Texte de lecture
##############################

Alors que nous assistions, impuissants, à l’incendie ravageant la Cathédrale Notre-Dame-de-Paris en avril 2019, un débat abordé depuis longtemps par les spécialistes est revenu sur la scène politique : la question des modes de gestion du patrimoine culturel français, et notamment du patrimoine religieux.
Comment équilibrer les recettes générées par le tourisme culturel avec les coûts d’entretien de bâtiments parfois âgés de plusieurs siècles ?
Cet article revient sur le mode actuel de gestion du patrimoine français, et plus particulièrement du patrimoine religieux, ainsi que sur les innovations proposées par l’actuel gouvernement ainsi que par des professionnels et engagés dans ce secteur.
Retour sur la définition de patrimoine
Il convient de faire un petit point sur la définition de patrimoine, ainsi que sur la distinction entre propriétaires publics et propriétaires privés.

##############################

Pouvez-vous poursuivre le texte sur la gestion du patrimoine religieux français après sa dernière phrase ?

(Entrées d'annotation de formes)

##############################

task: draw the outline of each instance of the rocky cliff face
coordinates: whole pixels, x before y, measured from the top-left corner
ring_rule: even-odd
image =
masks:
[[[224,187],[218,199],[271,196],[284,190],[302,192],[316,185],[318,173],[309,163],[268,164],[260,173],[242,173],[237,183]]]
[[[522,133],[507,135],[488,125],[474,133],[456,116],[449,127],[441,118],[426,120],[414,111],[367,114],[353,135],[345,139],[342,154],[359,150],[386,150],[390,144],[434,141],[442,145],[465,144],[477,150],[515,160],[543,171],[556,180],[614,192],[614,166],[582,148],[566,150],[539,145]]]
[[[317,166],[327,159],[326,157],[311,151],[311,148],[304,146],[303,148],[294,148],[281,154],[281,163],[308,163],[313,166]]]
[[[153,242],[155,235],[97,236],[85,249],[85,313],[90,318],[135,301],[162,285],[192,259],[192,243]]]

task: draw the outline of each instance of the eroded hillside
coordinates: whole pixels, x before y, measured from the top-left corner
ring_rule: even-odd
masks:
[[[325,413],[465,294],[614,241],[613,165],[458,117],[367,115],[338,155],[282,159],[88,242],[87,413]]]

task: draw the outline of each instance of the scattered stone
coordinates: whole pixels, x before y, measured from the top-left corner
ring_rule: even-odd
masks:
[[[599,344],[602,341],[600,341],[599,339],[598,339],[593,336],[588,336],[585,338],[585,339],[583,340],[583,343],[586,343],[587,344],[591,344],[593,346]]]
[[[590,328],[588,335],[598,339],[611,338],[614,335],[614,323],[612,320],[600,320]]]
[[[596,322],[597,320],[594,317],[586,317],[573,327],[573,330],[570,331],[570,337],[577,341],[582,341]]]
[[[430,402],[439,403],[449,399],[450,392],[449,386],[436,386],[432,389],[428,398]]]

##############################

Corrigé
La notion de patrimoine culturel est définie par l’article L1 du code du patrimoine comme « l’ensemble des biens, immobiliers ou mobiliers, relevant de la propriété publique ou privée, qui présentent un intérêt historique, artistique, archéologique, esthétique, scientifique ou technique ». Pour ce qui est des édifices de cultes, le régime de soumission diffère selon la période d’édification du lieu de culte. Les biens du clergé qui, en 1789, ont été constitués « Biens de la Nation », sont propriétés de personnes publiques. La loi de séparation de l’Eglise et de l’Etat de 1905 prescrivait le transfert des biens mobiliers et immobiliers religieux à des associations cultuelles constituées et a été complétée par la loi de 1908 préconisant la prise des droits de propriété des édifices cultuels par les communes s’ils ne sont ni restitués, ni revendiqué dans un délai légal. L’Eglise catholique ayant refusé la constitution d’associations cultuelles, les édifices religieux catholiques – représentant la quasi-totalité des édifices religieux en France – construits avant 1905 appartiennent donc à des personnes publiques. Le plus souvent, les cathédrales sont propriétés de l’Etat, tandis que les chapelles et les églises sont propriétés des communes (ce régime ne s’applique ni à l’Alsace-Moselle – sous le régime du Concordat – ni à la Guyane, à Mayotte et à Saint-Pierre-et-Miquelon). Les lieux de culte construits ou acquis après 1905 relèvent du régime de propriété privée pour les personnes privées, et du domaine privé pour les personnes publiques. Il revient aux propriétaires, publics ou privés, d’effectuer les travaux nécessaires à l’entretien et à la conservation de leur patrimoine culturel.
Par ailleurs, les éléments du patrimoine culturel – public ou privé – peuvent être « inscrits » ou « classés » comme « monuments historiques », ce qui leur assure une certaine protection légale. L’Etat peut financer les travaux d’entretien jusqu’à 25% – pour les monuments inscrits – ou 50% – pour les monuments classés. Environ 72% de ces monuments historiques sont des habitations (châteaux, manoirs, villas, …) ou des édifices religieux.
Le problème du financement de l’entretien et de la conservation du patrimoine culturel
Le patrimoine culturel peut bien évidemment être source de revenus importants pour les personnes publiques, soit directement – droits d’entrée, dons de particuliers, … – soit indirectement – création d’emplois, impôts directs ou indirects, taxes de séjour, … Il est donc important pour elles de valoriser au maximum leurs atouts. Malheureusement, c’est chose difficile pour certaines collectivités territoriales, pour qui les coûts surpassent parfois les produits.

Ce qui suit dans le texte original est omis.